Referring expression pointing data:
::::

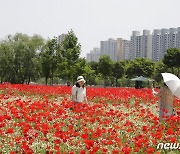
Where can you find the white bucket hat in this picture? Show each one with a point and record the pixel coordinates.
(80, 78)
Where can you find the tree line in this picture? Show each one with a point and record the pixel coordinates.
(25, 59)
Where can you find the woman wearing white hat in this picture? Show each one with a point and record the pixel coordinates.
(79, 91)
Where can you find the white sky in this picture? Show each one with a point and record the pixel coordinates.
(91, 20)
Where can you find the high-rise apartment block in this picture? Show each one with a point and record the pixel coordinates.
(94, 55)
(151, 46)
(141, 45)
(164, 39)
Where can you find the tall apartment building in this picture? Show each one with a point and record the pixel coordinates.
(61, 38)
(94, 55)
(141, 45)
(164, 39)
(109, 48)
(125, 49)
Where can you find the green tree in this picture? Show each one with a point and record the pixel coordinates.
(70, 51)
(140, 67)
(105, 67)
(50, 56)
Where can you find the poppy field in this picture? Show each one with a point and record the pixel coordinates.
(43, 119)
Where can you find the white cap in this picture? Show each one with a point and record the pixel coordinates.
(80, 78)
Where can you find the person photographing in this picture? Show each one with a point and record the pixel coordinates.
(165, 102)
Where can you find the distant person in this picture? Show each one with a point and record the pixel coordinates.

::::

— ACTIVITY —
Omit the pictures. Output every record above word for word.

— SOLUTION FOR THIS EXERCISE —
Where can you find the white bucket hat in this picture? Show each one with a point and record the pixel coordinates.
(80, 78)
Where can you find the tree line in this picture? Show each one with a point and record the pixel coordinates.
(25, 59)
Where can you find the woman wearing white hat in this picture? Show each one with a point and record the pixel coordinates.
(79, 91)
Where can you find the white sky in this picture? Show each one with a point and record the pixel coordinates.
(91, 20)
Where can you find the high-rise apartment block in this picture? Show each one with a point and record the pixel coordinates.
(94, 55)
(151, 46)
(141, 45)
(164, 39)
Where can you find the tall apartment building in this picture? Show each one with a point and record the pixel coordinates.
(61, 38)
(94, 55)
(141, 45)
(164, 39)
(109, 48)
(125, 49)
Where can you find the green tree in this picture? Show each one with a point and record the pixel coordinates.
(70, 51)
(140, 67)
(105, 67)
(50, 56)
Where can you find the poppy field in this picture? Show each one with a point and record the pixel coordinates.
(43, 119)
Where can you find the white cap in this picture? Show each one with a point and record the pixel coordinates.
(80, 78)
Where can you find the person photographing in this picture? Show each one with a point and record the pixel coordinates.
(165, 102)
Where can you find the distant person in this picture? Show each one with a point and record the pixel coordinates.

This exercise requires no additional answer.